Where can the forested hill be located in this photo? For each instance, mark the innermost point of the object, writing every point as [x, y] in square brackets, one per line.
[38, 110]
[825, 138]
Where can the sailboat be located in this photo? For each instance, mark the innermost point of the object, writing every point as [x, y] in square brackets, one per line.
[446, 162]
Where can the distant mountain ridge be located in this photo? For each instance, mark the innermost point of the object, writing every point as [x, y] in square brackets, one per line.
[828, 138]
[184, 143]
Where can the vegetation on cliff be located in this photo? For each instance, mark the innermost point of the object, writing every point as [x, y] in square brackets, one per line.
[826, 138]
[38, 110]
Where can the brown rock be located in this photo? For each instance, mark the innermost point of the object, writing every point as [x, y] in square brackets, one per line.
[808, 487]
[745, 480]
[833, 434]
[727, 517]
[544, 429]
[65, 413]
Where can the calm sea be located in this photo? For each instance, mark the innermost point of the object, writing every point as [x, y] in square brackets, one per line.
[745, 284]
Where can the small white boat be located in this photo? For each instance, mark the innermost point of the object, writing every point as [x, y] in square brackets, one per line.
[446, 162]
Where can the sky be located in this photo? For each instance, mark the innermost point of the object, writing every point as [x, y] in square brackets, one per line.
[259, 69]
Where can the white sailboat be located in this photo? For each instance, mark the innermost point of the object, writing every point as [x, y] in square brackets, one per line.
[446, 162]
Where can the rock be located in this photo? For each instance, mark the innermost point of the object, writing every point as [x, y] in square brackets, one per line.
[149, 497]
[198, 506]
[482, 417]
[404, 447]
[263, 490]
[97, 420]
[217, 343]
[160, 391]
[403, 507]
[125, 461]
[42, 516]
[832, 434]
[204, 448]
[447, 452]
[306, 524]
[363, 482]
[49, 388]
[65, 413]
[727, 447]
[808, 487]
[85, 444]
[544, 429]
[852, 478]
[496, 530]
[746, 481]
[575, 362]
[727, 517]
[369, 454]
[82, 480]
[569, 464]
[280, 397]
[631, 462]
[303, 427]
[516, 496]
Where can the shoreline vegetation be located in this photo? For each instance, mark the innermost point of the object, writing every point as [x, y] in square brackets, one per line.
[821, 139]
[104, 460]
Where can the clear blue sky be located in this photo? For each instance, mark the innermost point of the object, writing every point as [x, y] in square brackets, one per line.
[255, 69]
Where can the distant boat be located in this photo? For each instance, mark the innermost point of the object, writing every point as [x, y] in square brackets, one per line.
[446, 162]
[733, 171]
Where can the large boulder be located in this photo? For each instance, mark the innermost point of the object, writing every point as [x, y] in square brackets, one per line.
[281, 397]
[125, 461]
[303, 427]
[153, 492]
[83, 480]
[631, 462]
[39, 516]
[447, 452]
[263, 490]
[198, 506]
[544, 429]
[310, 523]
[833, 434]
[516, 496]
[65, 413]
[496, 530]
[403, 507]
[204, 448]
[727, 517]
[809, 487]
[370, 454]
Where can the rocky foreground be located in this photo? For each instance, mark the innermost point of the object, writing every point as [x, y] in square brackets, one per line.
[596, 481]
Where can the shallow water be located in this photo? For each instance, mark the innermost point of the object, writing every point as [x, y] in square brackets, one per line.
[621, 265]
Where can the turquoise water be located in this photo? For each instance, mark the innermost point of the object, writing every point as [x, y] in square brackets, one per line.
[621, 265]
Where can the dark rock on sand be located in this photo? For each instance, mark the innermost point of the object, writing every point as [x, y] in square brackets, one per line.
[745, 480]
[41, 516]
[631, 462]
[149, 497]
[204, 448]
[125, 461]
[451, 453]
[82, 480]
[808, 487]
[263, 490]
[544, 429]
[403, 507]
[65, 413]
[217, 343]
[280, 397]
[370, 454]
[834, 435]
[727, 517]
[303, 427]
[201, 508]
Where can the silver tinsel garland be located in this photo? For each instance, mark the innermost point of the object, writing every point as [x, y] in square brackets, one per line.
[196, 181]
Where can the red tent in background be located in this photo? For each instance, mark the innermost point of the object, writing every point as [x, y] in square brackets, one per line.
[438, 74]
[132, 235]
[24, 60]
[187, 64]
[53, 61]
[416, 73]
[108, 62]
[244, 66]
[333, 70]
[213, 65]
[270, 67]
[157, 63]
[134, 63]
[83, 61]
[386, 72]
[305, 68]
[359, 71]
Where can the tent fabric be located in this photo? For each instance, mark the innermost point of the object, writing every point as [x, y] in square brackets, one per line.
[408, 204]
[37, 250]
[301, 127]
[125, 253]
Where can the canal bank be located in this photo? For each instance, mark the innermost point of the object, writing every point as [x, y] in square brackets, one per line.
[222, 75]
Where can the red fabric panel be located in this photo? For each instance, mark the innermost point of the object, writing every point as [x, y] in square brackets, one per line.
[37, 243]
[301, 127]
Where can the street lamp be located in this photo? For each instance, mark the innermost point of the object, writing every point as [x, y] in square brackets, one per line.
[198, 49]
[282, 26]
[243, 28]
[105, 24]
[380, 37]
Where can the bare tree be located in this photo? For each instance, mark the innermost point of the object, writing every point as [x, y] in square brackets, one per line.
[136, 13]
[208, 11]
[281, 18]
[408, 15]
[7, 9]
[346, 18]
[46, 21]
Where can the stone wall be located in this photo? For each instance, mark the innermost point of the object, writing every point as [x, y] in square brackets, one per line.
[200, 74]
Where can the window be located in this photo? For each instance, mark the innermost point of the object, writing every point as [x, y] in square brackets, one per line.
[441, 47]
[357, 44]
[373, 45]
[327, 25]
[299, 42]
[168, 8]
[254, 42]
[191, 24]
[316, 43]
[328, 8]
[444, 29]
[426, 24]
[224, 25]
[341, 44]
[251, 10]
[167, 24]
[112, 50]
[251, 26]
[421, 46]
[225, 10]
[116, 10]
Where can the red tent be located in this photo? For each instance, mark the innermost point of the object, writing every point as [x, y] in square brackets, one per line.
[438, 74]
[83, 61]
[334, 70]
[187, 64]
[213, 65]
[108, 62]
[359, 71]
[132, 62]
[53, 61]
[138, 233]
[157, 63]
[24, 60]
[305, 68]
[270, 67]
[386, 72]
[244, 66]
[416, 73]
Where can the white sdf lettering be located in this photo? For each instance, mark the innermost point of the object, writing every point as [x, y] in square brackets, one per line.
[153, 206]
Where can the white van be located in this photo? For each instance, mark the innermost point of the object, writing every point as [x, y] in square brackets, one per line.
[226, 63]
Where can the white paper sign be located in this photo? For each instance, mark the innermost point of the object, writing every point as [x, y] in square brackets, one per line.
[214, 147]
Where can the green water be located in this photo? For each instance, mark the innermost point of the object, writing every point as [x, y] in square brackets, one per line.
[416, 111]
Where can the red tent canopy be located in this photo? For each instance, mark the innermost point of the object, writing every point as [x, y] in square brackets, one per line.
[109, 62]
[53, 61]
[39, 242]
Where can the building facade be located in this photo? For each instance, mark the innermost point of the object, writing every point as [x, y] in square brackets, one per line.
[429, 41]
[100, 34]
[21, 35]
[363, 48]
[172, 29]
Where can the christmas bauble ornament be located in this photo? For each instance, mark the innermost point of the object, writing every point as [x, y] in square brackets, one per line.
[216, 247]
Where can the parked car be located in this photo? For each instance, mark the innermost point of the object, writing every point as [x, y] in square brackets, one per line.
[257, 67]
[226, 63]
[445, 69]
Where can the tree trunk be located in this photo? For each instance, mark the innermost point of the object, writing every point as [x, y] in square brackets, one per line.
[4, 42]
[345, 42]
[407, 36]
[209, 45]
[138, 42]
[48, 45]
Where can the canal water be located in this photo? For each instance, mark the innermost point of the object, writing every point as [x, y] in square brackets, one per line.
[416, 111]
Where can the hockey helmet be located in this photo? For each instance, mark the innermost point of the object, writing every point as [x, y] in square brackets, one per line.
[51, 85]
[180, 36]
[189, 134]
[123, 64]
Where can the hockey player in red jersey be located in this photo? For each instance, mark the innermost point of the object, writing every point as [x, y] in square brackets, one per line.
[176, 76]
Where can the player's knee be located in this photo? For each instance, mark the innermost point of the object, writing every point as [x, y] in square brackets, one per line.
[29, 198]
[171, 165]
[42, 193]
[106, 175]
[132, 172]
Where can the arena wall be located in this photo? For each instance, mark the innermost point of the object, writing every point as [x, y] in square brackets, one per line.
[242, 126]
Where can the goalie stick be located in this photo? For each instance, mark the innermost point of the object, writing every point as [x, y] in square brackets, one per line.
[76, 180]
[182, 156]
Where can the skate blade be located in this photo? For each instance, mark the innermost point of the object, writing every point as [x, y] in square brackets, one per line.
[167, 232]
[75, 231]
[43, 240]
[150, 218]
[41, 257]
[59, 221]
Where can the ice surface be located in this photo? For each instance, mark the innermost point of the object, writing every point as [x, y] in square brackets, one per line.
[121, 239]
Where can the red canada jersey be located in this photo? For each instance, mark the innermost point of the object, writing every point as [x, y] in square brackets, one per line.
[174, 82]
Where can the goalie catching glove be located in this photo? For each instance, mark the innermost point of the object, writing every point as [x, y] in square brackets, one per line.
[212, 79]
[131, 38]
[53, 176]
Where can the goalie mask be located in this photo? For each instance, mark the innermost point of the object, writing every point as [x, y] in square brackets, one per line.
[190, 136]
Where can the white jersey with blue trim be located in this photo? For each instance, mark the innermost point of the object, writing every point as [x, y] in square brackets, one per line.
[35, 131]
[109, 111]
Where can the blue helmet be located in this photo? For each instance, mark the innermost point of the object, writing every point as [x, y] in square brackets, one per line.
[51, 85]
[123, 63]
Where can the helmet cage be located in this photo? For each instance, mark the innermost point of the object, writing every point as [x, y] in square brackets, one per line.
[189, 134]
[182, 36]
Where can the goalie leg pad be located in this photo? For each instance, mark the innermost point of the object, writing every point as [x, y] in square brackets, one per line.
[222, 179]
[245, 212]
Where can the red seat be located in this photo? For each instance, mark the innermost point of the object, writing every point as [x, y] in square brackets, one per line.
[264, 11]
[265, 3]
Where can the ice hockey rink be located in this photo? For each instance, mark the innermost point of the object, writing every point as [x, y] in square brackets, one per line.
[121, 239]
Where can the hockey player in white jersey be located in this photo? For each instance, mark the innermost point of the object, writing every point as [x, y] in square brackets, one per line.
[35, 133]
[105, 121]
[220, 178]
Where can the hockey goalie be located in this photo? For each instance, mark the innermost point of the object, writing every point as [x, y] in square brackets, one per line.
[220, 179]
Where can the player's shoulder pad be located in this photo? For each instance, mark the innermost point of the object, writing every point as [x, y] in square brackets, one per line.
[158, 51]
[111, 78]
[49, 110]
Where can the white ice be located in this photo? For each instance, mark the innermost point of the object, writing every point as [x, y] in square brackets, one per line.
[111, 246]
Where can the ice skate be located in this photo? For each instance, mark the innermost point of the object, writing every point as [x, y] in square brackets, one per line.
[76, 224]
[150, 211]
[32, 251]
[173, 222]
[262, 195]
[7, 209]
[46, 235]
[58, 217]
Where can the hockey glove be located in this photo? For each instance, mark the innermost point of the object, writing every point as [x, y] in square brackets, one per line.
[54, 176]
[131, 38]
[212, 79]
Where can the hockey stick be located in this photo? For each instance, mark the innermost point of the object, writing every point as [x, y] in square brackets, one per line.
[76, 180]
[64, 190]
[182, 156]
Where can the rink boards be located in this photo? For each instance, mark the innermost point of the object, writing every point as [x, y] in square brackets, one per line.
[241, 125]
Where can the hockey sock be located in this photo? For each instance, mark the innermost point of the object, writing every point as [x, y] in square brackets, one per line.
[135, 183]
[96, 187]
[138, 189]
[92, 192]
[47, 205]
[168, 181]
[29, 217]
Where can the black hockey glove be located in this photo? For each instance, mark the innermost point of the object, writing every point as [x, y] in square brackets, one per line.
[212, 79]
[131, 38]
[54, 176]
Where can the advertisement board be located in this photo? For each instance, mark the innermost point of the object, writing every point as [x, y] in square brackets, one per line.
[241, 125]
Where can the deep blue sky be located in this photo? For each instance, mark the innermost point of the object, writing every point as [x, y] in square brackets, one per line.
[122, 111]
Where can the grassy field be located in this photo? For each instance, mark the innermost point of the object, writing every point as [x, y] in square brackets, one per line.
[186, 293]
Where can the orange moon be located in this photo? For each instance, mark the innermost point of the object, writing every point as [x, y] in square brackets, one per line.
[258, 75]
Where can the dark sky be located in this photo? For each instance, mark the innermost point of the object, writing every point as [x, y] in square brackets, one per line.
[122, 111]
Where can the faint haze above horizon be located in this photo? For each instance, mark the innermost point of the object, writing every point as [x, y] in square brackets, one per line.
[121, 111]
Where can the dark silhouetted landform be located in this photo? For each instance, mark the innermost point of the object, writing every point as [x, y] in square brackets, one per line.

═══

• **Brief**:
Reproduce everything from the line containing "Where can the hockey sock" down to the end of the records above, with every line unchanged and both ends included.

• **Written solution**:
Where can the hockey sock be located in this photo? For each instance, mark the innermost point of the object, writing every point as [x, y] in square brackets, one per line.
[135, 183]
[96, 187]
[138, 189]
[92, 192]
[47, 205]
[168, 181]
[29, 217]
Where can the black hockey glove be located in this photo? For each instance, mark the innermost point of the object, writing every point as [x, y] in square brackets, one per line.
[212, 79]
[131, 38]
[54, 176]
Where can the advertisement board be located in this photo? For each instance, mark the innermost point of the object, writing every point as [x, y] in square brackets, one per line.
[241, 125]
Where can the deep blue sky be located in this photo? For each instance, mark the innermost point of the object, writing every point as [x, y] in square brackets, one per line.
[122, 111]
Where can the grassy field be located in this photo? For each instance, mark the innermost point of the object, writing every point as [x, y] in square brackets, one per line.
[186, 293]
Where can the orange moon be located in this photo? For each instance, mark the innermost point of the object, writing every point as [x, y] in square brackets, one per line.
[258, 75]
Where can the dark sky be located in this photo? For each instance, mark the innermost point of the object, writing every point as [x, y] in square brackets, one per line.
[122, 111]
Where can the faint haze above horizon be located in this photo? For each instance, mark the innermost point of the object, writing every point as [x, y] in square brackets, one per line.
[121, 111]
Where can the dark silhouetted landform be located in this photo? For each instance, mark the innermost point of the object, writing every point as [x, y] in square brackets, one per line.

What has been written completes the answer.